* _Zitierter Text_
◇ ◇ ◇ ◇ ◇ ◇ ◇

Rz. 17
§ 9 Abs. 1 S. 1 KSchG bestimmt, dass ein Auflösungsantrag dann begründet ist, wenn dem Arbeitnehmer die Fortsetzung des Arbeitsverhältnisses nicht zuzumuten ist. Ein wichtiger Grund i.S. des § 626 Abs. 1 BGB, der zur fristlosen Kündigung berechtigt, macht stets auch die Fortsetzung des Arbeitsverhältnisses nach § 9 Abs. 1 S. 1 KSchG unzumutbar. Andererseits können schon solche Tatsachen die Fortsetzung des Arbeitsverhältnisses nach § 9 Abs. 1 S. 1 KSchG unzumutbar machen, die für eine fristlose Kündigung nicht ausreichen.
Rz. 18
Die Unzumutbarkeit der Fortsetzung des Arbeitsverhältnisses für den Arbeitnehmer kann sich aus der Sozialwidrigkeit der vom Arbeitgeber erklärten Kündigung bzw. aus im Zusammenhang mit der Kündigung stehenden Umständen ergeben. Aber auch Gründe, die erst während des Kündigungsschutzrechtsstreits entstanden sind, können die Unzumutbarkeit weiteren Zusammenarbeitens auslösen.
Rz. 19
Im Zusammenhang mit der Kündigung können sich Auflösungsgründe insbesondere dann ergeben, wenn (zeitgleich mit Ausspruch der Kündigung oder auch im nachfolgenden Kündigungsschutzrechtsstreit zur Begründung der ausgesprochenen Kündigung) als Kündigungsgründe leichtfertig unzutreffende ehrverletzende Behauptungen vom Arbeitgeber über den Arbeitnehmer aufgestellt werden. Ein Auflösungsgrund liegt regelmäßig vor, wenn der Arbeitnehmer ohne Vorhandensein objektiver Tatsachen einer Straftat bezichtigt wird. Als im Laufe des Kündigungsschutzrechtsstreits entstandene Gründe kommen insbesondere Umstände in Betracht, die für einen Empfänger in der Rolle des Arbeitnehmers den Schluss begründen, der Arbeitgeber werde den Arbeitnehmer nach dessen Rückkehr in den Betrieb nicht korrekt behandeln. So liegt es, wenn das Kündigungsschutzverfahren über eine offensichtlich sozialwidrige Kündigung seitens des Arbeitgebers mit einer derartigen Schärfe geführt worden ist, dass der Arbeitnehmer mit einem schikanösen Verhalten des Arbeitgebers und der anderen Mitarbeiter rechnen muss, wenn er seine Tätigkeit wieder aufnimmt. Ein Auflösungsgrund kann auch durch Einschüchterungen während eines Kündigungsschutzverfahrens entstehen, so etwa durch mündliche Äußerungen des Arbeitgebers dahingehend, der Arbeitnehmer werde bei seiner Rückkehr in den Betrieb "sein blaues Wunder erleben".

◇ ◇ ◇ ◇ ◇ ◇ ◇

* _Pflichtaufgaben_
a. Beantworte die folgenden Fragen zum Auszug über den Auflösungsantrag:
(i) Was macht ein wichtiger Grund i.S. des § 626 Abs. 1 BGB laut Rz. 17 stets auch unzumutbar?
(ii) In welchem Fall liegt laut Rz. 19 regelmäßig ein Auflösungsgrund vor?
(iii) Mit welcher mündlichen Äußerung des Arbeitgebers veranschaulicht Rz. 19 eine Einschüchterung?
b. Führe den Auszug über den Auflösungsantrag im Anschluss an seinen letzten Satz fort.

◇ ◇ ◇ ◇ ◇ ◇ ◇

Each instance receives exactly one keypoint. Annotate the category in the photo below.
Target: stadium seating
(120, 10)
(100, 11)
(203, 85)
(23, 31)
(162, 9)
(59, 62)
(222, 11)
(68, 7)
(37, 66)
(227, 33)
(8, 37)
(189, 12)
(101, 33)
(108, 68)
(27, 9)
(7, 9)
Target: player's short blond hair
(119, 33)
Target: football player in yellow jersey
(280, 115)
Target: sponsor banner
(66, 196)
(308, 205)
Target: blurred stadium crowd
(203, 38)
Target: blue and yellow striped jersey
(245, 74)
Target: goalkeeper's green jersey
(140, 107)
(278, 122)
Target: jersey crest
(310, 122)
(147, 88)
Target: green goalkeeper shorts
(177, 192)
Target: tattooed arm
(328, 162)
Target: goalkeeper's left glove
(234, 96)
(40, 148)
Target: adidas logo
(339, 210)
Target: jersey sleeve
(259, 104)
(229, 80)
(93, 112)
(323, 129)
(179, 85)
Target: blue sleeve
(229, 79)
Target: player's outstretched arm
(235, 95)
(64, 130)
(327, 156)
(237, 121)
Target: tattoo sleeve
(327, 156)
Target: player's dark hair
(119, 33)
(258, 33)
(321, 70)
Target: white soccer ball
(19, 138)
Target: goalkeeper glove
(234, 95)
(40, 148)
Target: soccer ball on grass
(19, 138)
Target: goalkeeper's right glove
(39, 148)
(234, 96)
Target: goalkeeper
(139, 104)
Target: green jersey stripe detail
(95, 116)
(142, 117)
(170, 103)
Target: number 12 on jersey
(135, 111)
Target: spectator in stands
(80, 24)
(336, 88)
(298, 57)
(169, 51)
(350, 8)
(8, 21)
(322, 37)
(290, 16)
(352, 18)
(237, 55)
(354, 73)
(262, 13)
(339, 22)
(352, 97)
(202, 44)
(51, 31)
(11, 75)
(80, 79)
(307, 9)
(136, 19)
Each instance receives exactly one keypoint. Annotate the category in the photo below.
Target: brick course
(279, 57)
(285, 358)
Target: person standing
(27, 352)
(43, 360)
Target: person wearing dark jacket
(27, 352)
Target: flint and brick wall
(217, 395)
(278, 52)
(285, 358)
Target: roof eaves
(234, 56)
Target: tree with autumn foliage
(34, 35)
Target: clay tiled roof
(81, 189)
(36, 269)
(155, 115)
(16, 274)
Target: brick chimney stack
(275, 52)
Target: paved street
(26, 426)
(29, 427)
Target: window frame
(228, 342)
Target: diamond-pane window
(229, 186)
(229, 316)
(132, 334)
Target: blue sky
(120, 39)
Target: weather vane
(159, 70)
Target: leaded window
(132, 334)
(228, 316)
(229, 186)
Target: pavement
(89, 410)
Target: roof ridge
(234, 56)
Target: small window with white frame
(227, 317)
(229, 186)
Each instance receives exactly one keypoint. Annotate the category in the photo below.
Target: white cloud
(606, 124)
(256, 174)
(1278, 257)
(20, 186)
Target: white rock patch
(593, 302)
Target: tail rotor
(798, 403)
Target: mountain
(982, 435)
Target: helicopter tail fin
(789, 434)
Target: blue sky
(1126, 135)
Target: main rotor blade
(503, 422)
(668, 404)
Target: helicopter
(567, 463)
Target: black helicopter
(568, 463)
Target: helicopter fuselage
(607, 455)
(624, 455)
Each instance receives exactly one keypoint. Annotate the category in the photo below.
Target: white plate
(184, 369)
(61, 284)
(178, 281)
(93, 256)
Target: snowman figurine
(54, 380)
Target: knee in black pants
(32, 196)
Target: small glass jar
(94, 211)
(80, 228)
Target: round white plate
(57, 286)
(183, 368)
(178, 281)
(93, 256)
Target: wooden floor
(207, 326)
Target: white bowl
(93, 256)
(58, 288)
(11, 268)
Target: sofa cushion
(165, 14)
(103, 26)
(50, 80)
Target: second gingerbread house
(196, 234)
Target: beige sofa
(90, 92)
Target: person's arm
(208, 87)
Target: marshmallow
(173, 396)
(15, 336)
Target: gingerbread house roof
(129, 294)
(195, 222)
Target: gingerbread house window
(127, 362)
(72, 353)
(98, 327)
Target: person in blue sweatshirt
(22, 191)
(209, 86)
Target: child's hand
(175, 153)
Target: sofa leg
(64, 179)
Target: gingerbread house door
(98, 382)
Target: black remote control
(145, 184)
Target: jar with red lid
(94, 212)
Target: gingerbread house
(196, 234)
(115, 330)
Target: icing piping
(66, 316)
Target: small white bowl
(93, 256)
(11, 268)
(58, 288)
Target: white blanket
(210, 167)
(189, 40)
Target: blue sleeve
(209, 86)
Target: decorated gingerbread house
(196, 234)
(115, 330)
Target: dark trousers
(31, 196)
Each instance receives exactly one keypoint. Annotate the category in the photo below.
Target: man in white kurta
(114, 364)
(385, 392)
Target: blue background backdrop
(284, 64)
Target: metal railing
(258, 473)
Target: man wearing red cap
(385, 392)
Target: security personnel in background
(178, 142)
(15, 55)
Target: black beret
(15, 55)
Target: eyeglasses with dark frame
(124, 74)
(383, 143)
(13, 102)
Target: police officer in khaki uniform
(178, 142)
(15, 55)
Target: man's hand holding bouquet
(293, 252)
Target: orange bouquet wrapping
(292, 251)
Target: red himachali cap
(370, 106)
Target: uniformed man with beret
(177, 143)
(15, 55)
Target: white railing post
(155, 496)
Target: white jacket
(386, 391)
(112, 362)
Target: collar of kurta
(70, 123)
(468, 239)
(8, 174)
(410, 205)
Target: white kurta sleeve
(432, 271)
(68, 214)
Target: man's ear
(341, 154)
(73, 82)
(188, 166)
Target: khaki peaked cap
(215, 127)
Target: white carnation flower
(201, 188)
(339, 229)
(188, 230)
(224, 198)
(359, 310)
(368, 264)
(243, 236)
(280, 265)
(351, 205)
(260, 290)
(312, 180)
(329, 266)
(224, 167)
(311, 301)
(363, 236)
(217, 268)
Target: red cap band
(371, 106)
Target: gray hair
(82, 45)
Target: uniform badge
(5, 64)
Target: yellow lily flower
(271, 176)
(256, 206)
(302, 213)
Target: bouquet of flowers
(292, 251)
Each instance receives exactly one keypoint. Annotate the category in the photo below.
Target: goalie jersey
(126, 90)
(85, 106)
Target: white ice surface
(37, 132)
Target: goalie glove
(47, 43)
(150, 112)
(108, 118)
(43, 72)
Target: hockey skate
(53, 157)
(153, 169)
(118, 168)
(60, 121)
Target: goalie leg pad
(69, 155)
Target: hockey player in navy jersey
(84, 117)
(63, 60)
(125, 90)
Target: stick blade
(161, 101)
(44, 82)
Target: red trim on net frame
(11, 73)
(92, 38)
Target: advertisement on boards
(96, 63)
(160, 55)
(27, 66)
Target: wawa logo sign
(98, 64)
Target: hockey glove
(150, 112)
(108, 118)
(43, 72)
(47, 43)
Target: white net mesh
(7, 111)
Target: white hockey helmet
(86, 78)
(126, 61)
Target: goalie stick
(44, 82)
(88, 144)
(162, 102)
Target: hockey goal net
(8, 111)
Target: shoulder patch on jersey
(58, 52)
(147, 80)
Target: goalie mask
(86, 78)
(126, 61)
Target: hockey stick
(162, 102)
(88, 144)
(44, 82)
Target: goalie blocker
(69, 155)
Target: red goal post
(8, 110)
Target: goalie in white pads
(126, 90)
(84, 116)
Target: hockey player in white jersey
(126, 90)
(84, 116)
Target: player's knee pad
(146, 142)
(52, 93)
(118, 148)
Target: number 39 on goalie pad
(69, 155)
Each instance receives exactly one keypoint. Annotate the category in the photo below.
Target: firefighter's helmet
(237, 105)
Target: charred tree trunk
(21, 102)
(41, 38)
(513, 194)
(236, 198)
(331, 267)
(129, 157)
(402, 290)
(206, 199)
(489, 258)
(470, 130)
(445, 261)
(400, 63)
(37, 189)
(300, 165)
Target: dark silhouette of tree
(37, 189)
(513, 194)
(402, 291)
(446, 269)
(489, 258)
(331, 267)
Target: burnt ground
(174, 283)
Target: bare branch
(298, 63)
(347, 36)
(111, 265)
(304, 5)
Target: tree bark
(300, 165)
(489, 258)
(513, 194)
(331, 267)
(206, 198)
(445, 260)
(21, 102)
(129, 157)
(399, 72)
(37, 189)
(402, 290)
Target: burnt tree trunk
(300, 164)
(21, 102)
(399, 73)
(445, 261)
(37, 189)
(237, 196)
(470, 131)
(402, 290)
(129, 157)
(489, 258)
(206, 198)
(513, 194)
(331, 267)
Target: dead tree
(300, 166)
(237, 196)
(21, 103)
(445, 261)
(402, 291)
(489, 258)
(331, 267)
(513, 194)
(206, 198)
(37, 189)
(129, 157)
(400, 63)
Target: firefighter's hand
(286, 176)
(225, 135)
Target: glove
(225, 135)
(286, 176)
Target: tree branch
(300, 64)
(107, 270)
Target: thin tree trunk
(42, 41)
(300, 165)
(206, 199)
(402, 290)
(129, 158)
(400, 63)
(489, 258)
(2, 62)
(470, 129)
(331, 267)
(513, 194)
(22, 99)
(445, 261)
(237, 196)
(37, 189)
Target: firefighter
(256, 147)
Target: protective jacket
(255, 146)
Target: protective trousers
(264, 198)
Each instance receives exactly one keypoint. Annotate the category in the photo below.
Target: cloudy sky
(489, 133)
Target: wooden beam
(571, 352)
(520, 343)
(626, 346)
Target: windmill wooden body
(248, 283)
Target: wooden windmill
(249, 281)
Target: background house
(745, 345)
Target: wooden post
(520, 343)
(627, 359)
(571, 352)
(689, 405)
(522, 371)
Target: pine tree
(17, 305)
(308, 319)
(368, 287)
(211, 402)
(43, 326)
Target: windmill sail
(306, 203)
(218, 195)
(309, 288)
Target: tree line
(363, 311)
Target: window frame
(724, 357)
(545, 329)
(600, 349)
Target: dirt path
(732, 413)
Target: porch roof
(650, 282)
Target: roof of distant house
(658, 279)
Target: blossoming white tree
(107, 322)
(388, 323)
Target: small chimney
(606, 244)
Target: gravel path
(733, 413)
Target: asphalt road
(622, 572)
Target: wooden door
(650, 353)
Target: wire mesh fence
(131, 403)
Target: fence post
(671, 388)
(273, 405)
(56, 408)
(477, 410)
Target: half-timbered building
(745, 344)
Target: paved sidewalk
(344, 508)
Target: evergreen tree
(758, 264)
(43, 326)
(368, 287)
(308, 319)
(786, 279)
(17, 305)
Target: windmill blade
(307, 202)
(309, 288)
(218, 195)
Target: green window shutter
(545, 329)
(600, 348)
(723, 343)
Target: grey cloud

◇ ◇ ◇ ◇ ◇ ◇ ◇

* _Antworten_
a.
(i) Die Fortsetzung des Arbeitsverhältnisses nach § 9 Abs. 1 S. 1 KSchG.
(ii) Wenn der Arbeitnehmer ohne Vorhandensein objektiver Tatsachen einer Straftat bezichtigt wird.
(iii) Der Arbeitnehmer werde bei seiner Rückkehr in den Betrieb "sein blaues Wunder erleben".

b.
Rz. 20
Nicht als Auflösungsgrund geeignet ist jedoch die bloße Tatsache, dass der Arbeitnehmer zwischenzeitlich eine andere Arbeitsstelle gefunden hat, auch wenn dies in der Praxis immer wieder die Motivation für einen arbeitnehmerseitigen Auflösungsantrag darstellt. Allein der Umstand, dass ein Kündigungsschutzprozess geführt worden ist, begründet für den Arbeitnehmer ebenfalls noch nicht die Unzumutbarkeit einer weiteren Fortsetzung des Arbeitsverhältnisses; sonst wären sämtliche Auflösungsanträge ohne weiteres gerechtfertigt. Unzutreffende Rechtsausführungen in Schriftsätzen sind durch die Wahrnehmung berechtigter Interessen gedeckt und können daher regelmäßig nicht als Auflösungsgrund herangezogen werden. Auch die Drohung mit einer erneuten, nunmehr aus Sicht des Arbeitgebers nach § 1 KSchG sozial gerechtfertigten Kündigung ist ohne das Vorliegen weiterer Umstände nicht als rechtswidrig anzusehen und macht allein die Fortsetzung des Arbeitsverhältnisses für den Arbeitnehmer nicht unzumutbar.
Rz. 21
Praxishinweis
Zum Teil wird versucht, die Erfolgsaussichten eines Auflösungsantrages dadurch zu "befördern", dass der Arbeitnehmer oder sein Vertreter – beispielsweise indem er ohne hinreichenden Anlass Strafanzeige gegen den Arbeitgeber oder gegen dessen leitende Mitarbeiter stellt – das Klima zwischen den Parteien verschlechtert. Solche Tatbestände taugen nicht, um einen Auflösungsantrag zu begründen, da sie treuwidrig selbst herbeigeführt worden sind. Die vom BAG, für vom Arbeitgeber provozierte Auflösungsgründe, aufgestellten Rechtsgrundsätze gelten auch in Bezug auf den arbeitnehmerseitigen Auflösungsantrag. Das Gericht wird in solchen Fällen regelmäßig selbst bei eingetretener Zerrüttung und Unzumutbarkeit den Auflösungsantrag abweisen, da dieser sich als Rechtsmissbrauch darstellt.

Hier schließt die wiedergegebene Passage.